__TASK PROMPT__. Return the data below unchanged, without images.

-- THE DATA follows --

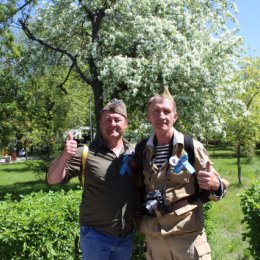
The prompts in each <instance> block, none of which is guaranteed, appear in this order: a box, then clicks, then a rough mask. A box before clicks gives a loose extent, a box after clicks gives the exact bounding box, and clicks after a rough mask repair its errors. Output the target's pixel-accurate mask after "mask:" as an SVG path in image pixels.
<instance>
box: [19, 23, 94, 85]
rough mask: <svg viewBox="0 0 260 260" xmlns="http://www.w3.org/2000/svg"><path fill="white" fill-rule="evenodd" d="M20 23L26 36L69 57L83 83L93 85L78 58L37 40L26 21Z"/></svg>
mask: <svg viewBox="0 0 260 260" xmlns="http://www.w3.org/2000/svg"><path fill="white" fill-rule="evenodd" d="M18 21H19V23H20V24H21V26H22V30H23V31H24V33H25V34H26V36H27V37H28V38H29V39H30V40H32V41H36V42H38V43H39V44H40V45H42V46H44V47H46V48H48V49H50V50H53V51H55V52H59V53H62V54H64V55H66V56H67V57H69V59H70V60H71V61H72V64H74V65H73V66H75V68H76V70H77V72H78V74H79V75H80V77H81V78H82V80H83V81H85V82H86V83H88V84H89V85H91V83H92V82H91V80H90V79H88V78H87V77H86V75H85V74H84V73H83V71H82V70H81V69H80V68H79V66H78V64H77V61H76V56H75V57H74V56H73V55H72V54H71V53H69V52H68V51H67V50H64V49H61V48H57V47H53V46H51V45H50V44H48V43H46V42H44V41H43V40H41V39H39V38H37V37H36V36H34V35H33V33H32V32H31V31H30V29H29V28H28V26H27V24H26V23H25V21H23V20H21V19H19V20H18Z"/></svg>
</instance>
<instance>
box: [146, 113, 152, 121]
mask: <svg viewBox="0 0 260 260" xmlns="http://www.w3.org/2000/svg"><path fill="white" fill-rule="evenodd" d="M146 119H147V120H148V122H149V123H151V121H150V118H149V114H148V113H146Z"/></svg>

-- THE DATA concluded --

__FINAL ANSWER__.
The prompts in each <instance> block, none of which is guaranteed, appear in this order: a box, then clicks, then a rough mask. A box before clicks gives a loose extent, a box after clicks gives the exact bounding box, and clicks after a rough mask repair its errors. Output the target's pixel-accurate mask after "mask:" as an SVG path in image pixels.
<instance>
box: [19, 23, 94, 85]
rough mask: <svg viewBox="0 0 260 260" xmlns="http://www.w3.org/2000/svg"><path fill="white" fill-rule="evenodd" d="M20 23L26 36L69 57L83 83L93 85L78 58L37 40L26 21Z"/></svg>
mask: <svg viewBox="0 0 260 260" xmlns="http://www.w3.org/2000/svg"><path fill="white" fill-rule="evenodd" d="M18 21H19V23H20V24H21V26H22V30H23V31H24V33H25V34H26V36H27V37H28V38H29V39H30V40H32V41H36V42H38V43H39V44H40V45H42V46H44V47H46V48H48V49H50V50H53V51H55V52H59V53H62V54H64V55H66V56H67V57H69V59H70V60H71V61H72V64H74V65H73V66H75V68H76V70H77V72H78V74H79V75H80V77H81V78H82V80H83V81H85V82H86V83H88V84H89V85H91V83H92V82H91V80H90V79H88V78H87V77H86V75H85V74H84V73H83V71H82V70H81V69H80V68H79V66H78V64H77V61H76V56H75V57H74V56H73V55H72V54H71V53H69V52H68V51H67V50H64V49H61V48H57V47H53V46H51V45H50V44H48V43H46V42H44V41H43V40H41V39H39V38H37V37H36V36H34V35H33V33H32V32H31V31H30V29H29V28H28V26H27V24H26V23H25V21H23V20H21V19H19V20H18Z"/></svg>
</instance>
<instance>
box: [146, 113, 152, 121]
mask: <svg viewBox="0 0 260 260" xmlns="http://www.w3.org/2000/svg"><path fill="white" fill-rule="evenodd" d="M146 119H147V120H148V122H149V123H151V121H150V118H149V114H148V113H146Z"/></svg>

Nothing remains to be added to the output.